SUPPLIED INFORMATION ▸
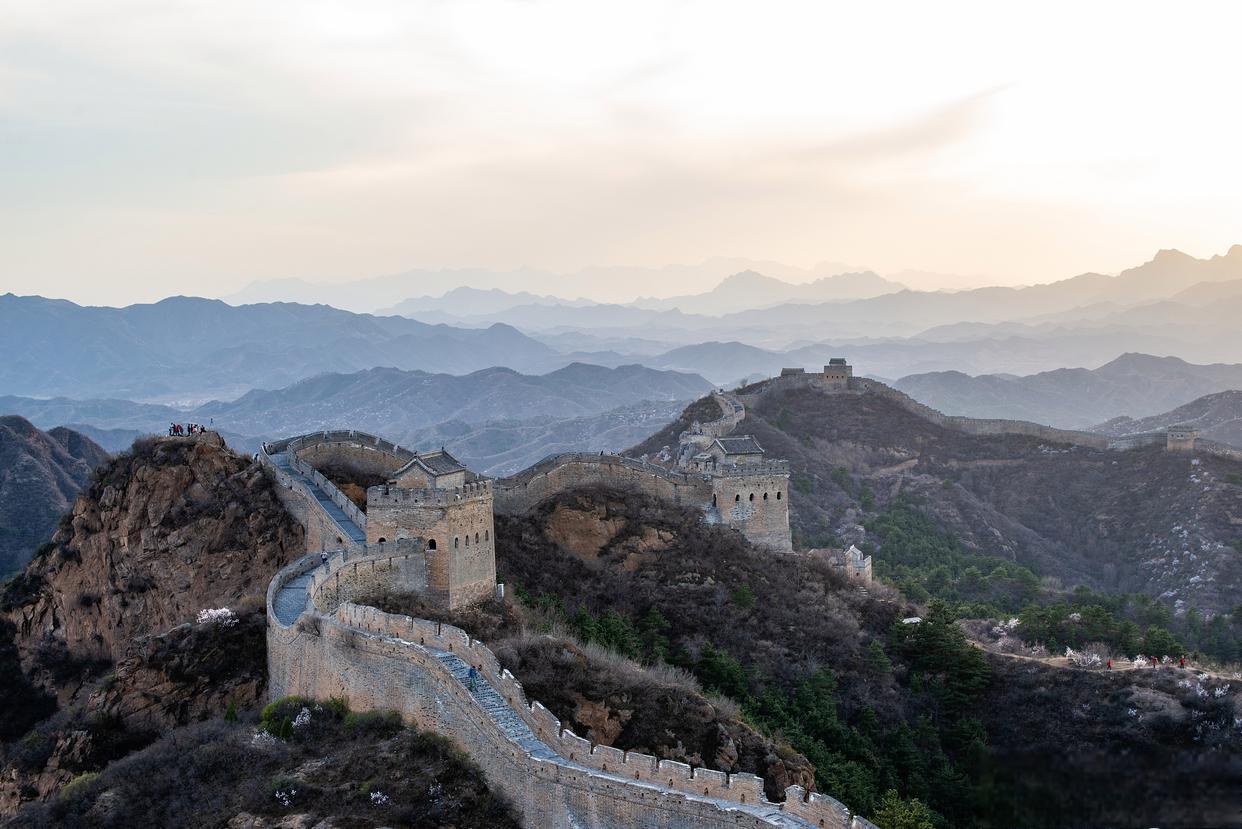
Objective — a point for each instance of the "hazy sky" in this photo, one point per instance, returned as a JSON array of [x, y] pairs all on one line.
[[155, 147]]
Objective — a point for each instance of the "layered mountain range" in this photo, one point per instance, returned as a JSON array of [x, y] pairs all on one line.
[[496, 419]]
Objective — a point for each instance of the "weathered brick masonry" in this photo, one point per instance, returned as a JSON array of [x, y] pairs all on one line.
[[555, 778]]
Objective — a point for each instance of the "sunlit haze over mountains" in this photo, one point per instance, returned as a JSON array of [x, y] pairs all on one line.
[[153, 149]]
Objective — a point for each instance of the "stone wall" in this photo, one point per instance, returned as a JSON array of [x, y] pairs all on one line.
[[385, 661], [399, 566], [321, 531], [756, 503], [723, 496], [352, 455], [570, 471]]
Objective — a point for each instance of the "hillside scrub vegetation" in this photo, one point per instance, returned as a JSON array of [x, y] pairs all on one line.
[[355, 771], [1143, 521], [896, 719], [806, 656], [598, 689]]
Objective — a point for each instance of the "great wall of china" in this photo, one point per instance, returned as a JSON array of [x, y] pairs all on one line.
[[429, 530], [321, 644], [838, 379]]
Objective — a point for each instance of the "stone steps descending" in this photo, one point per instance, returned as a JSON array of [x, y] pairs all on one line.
[[291, 599]]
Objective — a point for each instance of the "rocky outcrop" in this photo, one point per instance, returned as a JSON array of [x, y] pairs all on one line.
[[173, 527], [102, 623], [40, 475]]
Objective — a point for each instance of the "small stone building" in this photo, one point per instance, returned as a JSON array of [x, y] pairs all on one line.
[[1181, 438], [837, 373]]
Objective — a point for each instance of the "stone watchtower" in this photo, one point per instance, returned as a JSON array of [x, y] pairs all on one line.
[[837, 373], [1181, 439], [451, 510], [394, 495]]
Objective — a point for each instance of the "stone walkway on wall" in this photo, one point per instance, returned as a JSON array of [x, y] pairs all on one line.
[[348, 528], [291, 599], [516, 728]]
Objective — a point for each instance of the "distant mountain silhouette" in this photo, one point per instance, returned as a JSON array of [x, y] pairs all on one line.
[[40, 475], [753, 290], [1138, 385], [466, 302], [499, 414], [186, 347], [1217, 416]]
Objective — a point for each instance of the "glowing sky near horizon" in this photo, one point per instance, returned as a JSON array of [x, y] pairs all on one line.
[[155, 147]]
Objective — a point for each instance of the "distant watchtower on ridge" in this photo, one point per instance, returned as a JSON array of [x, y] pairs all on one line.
[[1181, 439]]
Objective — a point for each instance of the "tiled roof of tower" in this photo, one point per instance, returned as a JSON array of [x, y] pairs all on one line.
[[743, 445], [437, 462]]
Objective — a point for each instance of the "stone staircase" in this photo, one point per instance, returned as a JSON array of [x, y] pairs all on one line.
[[291, 599], [504, 717], [516, 728]]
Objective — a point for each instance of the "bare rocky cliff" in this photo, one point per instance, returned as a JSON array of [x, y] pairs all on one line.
[[170, 528], [40, 475]]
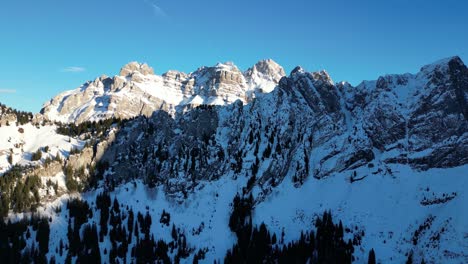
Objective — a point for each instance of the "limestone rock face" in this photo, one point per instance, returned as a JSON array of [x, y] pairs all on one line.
[[82, 159], [134, 67], [307, 126], [137, 91]]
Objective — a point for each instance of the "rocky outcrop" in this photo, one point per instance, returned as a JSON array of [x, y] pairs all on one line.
[[307, 126], [135, 67], [137, 91]]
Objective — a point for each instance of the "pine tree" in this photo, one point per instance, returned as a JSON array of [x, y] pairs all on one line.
[[371, 257]]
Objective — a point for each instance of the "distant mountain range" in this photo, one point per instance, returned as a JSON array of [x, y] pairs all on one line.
[[387, 157]]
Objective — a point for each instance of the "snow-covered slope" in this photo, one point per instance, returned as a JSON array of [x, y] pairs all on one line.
[[18, 143], [388, 157], [137, 91]]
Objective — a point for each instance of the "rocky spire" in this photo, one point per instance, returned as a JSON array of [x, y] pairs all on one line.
[[134, 66]]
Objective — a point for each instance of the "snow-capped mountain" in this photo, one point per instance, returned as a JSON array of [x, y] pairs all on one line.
[[138, 91], [388, 158]]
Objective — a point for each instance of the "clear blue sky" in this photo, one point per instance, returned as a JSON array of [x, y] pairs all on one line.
[[352, 40]]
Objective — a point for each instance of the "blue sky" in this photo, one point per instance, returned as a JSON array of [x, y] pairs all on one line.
[[50, 46]]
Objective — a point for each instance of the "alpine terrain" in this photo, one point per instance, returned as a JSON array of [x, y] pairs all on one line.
[[229, 166]]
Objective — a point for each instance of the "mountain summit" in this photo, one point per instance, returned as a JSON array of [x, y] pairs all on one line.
[[138, 91]]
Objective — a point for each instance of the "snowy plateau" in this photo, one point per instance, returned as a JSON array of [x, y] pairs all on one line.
[[159, 160]]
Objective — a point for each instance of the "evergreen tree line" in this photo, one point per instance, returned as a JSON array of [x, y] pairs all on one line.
[[95, 128], [16, 193], [259, 245], [14, 237]]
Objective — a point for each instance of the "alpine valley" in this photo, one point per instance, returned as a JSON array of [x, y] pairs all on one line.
[[229, 166]]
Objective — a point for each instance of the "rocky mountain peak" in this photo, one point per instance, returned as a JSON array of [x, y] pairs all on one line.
[[134, 66], [268, 67]]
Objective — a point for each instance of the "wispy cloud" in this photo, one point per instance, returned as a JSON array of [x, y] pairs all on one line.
[[73, 69], [157, 10], [7, 91]]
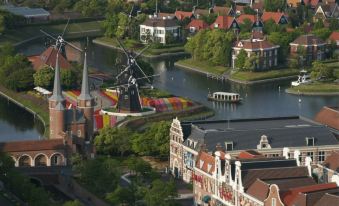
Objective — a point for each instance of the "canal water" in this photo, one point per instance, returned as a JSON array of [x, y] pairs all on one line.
[[262, 100]]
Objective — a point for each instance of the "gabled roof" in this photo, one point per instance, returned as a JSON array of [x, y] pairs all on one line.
[[205, 162], [222, 11], [275, 16], [181, 15], [250, 17], [160, 22], [223, 22], [329, 116], [48, 57], [308, 39], [334, 36], [332, 161], [291, 196], [198, 24]]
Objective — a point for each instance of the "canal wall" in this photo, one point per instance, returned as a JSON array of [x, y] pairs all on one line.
[[26, 108]]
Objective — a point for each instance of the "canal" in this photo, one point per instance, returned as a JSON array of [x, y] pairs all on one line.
[[262, 100]]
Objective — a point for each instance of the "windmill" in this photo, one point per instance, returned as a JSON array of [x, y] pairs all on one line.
[[60, 42], [127, 85]]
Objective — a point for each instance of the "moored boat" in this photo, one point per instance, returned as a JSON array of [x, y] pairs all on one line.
[[224, 97]]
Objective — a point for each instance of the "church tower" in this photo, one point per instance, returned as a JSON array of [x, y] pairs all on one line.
[[57, 106], [86, 102]]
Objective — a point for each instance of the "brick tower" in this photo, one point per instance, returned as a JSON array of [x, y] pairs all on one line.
[[86, 102], [57, 106]]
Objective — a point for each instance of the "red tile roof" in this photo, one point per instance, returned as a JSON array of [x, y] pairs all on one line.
[[290, 196], [223, 22], [205, 162], [334, 36], [48, 57], [31, 145], [242, 17], [198, 24], [328, 116], [276, 16], [181, 15]]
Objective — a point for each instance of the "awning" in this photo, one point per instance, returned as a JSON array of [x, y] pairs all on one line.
[[206, 198]]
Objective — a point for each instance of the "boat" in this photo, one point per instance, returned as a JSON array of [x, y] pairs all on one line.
[[303, 78], [224, 97]]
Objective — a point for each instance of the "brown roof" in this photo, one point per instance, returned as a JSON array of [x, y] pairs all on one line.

WHAT YOU SHOULD DO ▸ Please reproduce the entries above line by line, exactly, leaving out each image.

WRITTEN REPLY ▸
Objective — a point for each instance of the "hazy sky" in this photo, one point per instance, returned as a JSON array of [x, y] pairs all on one line.
[[155, 147]]
Objective — a point for each instance of the "layered mountain range" in this photo, one point per instance, returned as a JSON array of [x, y] pairs all on one line.
[[496, 419]]
Objective — a point for each instance of the "weathered brick masonry" in this photo, one point per instance, returned as a JSON array of [x, y] pairs all on one line.
[[555, 778]]
Objective — a point for each instance of the "sunlit haze over mountains" in this photo, one point per instance, returned as a JSON array of [x, y] pairs all on one line.
[[153, 149]]
Objective — a point for each instance of the "stone wall" in this photo, one point per instance, returned as a JSON array of [x, y] pairs all on one line.
[[385, 661], [399, 566], [321, 531], [756, 503], [723, 496], [352, 455], [570, 471]]
Objective — a point for each instance of the "hillside scrub vegetation" in this photo, one point per instance, returned as a JSON array of [x, y] pairs all on one line.
[[355, 771], [1143, 521], [896, 719], [806, 656], [598, 689]]
Objective — a point for each instance of the "great wall of china" in this photo, one point per instance, returned as a JSON array of [x, y] pairs all on one line.
[[429, 530], [321, 644], [838, 379]]
Objective — a point for each instance of the "stone steps descending" in this photo, one point per instance, returned as a JSON array of [x, y] pairs all on one line.
[[291, 599]]
Objective — a point for each instance of the "rocky outcrop" in this photo, one point per instance, returned as a JSON array of [x, y] pairs all on one line.
[[173, 527], [102, 623], [40, 475]]
Objective — a point for each instance of the "small stone building" in this photo, one point per instance, returned as a JSON array of [x, y] pairs all on one line.
[[1181, 438], [837, 373]]
Objective — a point for each instance of the "stone watchtower" in this photo, one point per instance, returned as a JSON array of [x, y] pairs all on one line.
[[837, 373], [1181, 439], [451, 510], [394, 495]]
Objective — a point for each instance of the "stone walkway on wall" in this photo, one point per instance, returned as a JSON array of [x, y] pairs all on one line.
[[348, 528], [291, 599], [516, 728]]
Objective — a point for each instance of the "distant mountain silhouette" in this photo, one point per instance, returned as a JSON array of [x, y] pairs all on one line.
[[40, 475], [753, 290], [1138, 385], [466, 302], [499, 414], [186, 347], [1217, 416]]
Objective — a point for each instance of the "glowing sky near horizon" in this photo, one point per instance, returned as a JSON array of [x, y] pairs all on one line.
[[155, 147]]
Objective — a point for each instance of the "distant watchtower on ridge" in this photo, one point per instance, returned as a JSON array of [x, y] pairs all on one line.
[[1181, 439]]
Objective — a point for each instance of the "tiled roof of tower" in this photo, one point per instance, returned as a JSON array of [x, y] pairs all on one line.
[[743, 445], [437, 462]]
Objective — a point for each instance of the "stone staircase" in this photo, one point per instance, returned as a JSON array of [x, y] pairs all on one line.
[[291, 599], [504, 717], [516, 728]]
Objective — a point for each instance of the "bare rocky cliff" in this photo, one point per instance, returned as a JSON array of [x, y] pairs all on one line.
[[170, 528], [40, 475]]
Objective — a point for each instance of the "limestone rock face" in this photo, one point per instance, returned as a JSON array of [x, y] pairs all on one line.
[[82, 159], [134, 67], [307, 126], [137, 91]]
Objective — a point for each instance of the "rocky outcrop" in this photo, one point per instance, returned as a JSON array of [x, y] pairs all on one line.
[[307, 126], [135, 67], [137, 91]]
Objective — a point for each instance of the "pine tree" in this photo, one point per instance, returned as a JSON array of [x, y] pairs all on one line.
[[371, 257]]
Objective — a point for each instance of the "distant mountain range" in this photo, one point per instance, returned as a JSON array of [x, y] pairs all on one line.
[[387, 157]]
Objective — a point for each instance of the "snow-covered slope" in this photo, one point per instance, returned as a JSON array of [x, y] pairs all on one line.
[[18, 143], [388, 157], [137, 91]]
Objective — a point for each instance of the "rocky spire" in this photo, one point per instance, returned as a JSON array of [x, y] pairs all on one line.
[[134, 66]]
Objective — a point for each instance of the "snow-capped mountain" in this photo, one point per instance, returned as a JSON array of [x, y] pairs all on one line.
[[138, 91], [388, 158]]
Objective — a point for each instance of the "clear blue sky" in this photo, one point per instance, returned as a JSON array of [x, y] pairs all on one line.
[[352, 40]]
Objective — a point for each instance of the "blue sky" in this photo, one point per instance, returned as a JSON array of [x, y] pairs all on one line.
[[50, 46]]
Objective — a point for each instance of the "alpine terrain" in this photo, one point per instance, returned as a JSON array of [x, y] pairs all on one line.
[[229, 166]]
Objective — a point for each instance of the "mountain summit" in this photo, one point per instance, returned as a JSON array of [x, y] pairs all on one line.
[[138, 91]]
Objective — a point for each instance of the "snowy plateau" in this photo, one point per instance, returned as a JSON array of [x, y] pairs all on one line.
[[159, 160]]
Objective — a point for each instance of the "evergreen tree line" in this photo, one point per instance, returned as a JSON array of [x, y] pairs all on one line.
[[95, 128], [16, 193], [259, 245], [14, 237]]
Objective — a point for each instance of the "alpine valley" in this photo, one point per instance, returned as a JSON array of [x, y] pairs all on one line.
[[229, 166]]
Objective — a point for each instance of the "rocky mountain peak" in this photo, one point per instance, returned as a JSON array of [x, y] pairs all on one line.
[[134, 66], [268, 67]]
Objective — a point for each instance of the "wispy cloud" in this photo, one point per instance, returned as a JSON array of [x, y] pairs all on one line.
[[73, 69], [157, 10], [7, 91]]
Objective — a point for each instance of the "canal water" in this photo, one point per instance, returned as a JSON array of [x, y] pairs all on one line.
[[262, 100]]
Objective — a point for each instance of the "gabled roof" in this photo, one point per instance, returned as a JSON array of [x, y] pairs all on one line.
[[205, 162], [222, 11], [275, 16], [181, 15], [250, 17], [160, 22], [223, 22], [329, 116], [48, 57], [308, 39], [334, 36], [332, 161], [291, 196], [198, 24]]
Objective — a point for each instance of the "canal wall" in this photo, one point per instance, returned as a JSON array of [x, y] pairs all on one line.
[[26, 108]]
Objective — a point for each instance of the "canal" in this photo, one point per instance, returned as a JSON array of [x, y] pairs all on one line.
[[262, 100]]
Objective — a point for each instance of the "windmill" in this photo, one point per instance, returned as a JSON array of [x, y] pairs all on one line.
[[60, 42], [127, 85]]
Objective — a point for each instance of the "moored boat" in this photo, one point per instance, returned as a JSON array of [x, y] pairs all on one line.
[[224, 97]]
Objective — a point for each instance of the "church tower" in this photo, one point per instance, returned as a JSON array of [x, y] pairs all on one line.
[[57, 106], [86, 102]]
Objective — a point for each instance of the "brick tower" in this photo, one point per instance, returned as a JSON array of [x, y] pairs all on one line.
[[86, 102], [57, 106]]
Objective — a point for each instance of the "red tile roof" in this photo, one point per instance, returned as a JSON array of [x, y] pairs all on one line.
[[290, 196], [223, 22], [205, 162], [334, 36], [48, 57], [31, 145], [242, 17], [198, 24], [328, 116], [276, 16], [181, 15]]
Objective — a point for each instance of the "awning" in this photo, one point per instance, returned as a JSON array of [x, y] pairs all on one line.
[[206, 198]]
Objective — a point for each instance of the "boat" in this photo, one point per instance, returned as a JSON array of [x, y] pairs all on one line.
[[303, 78], [224, 97]]
Objective — a point for each instance of the "brown roof" in this photo, one point per instance, returned as a JSON array of [x, y] pairs all on one line.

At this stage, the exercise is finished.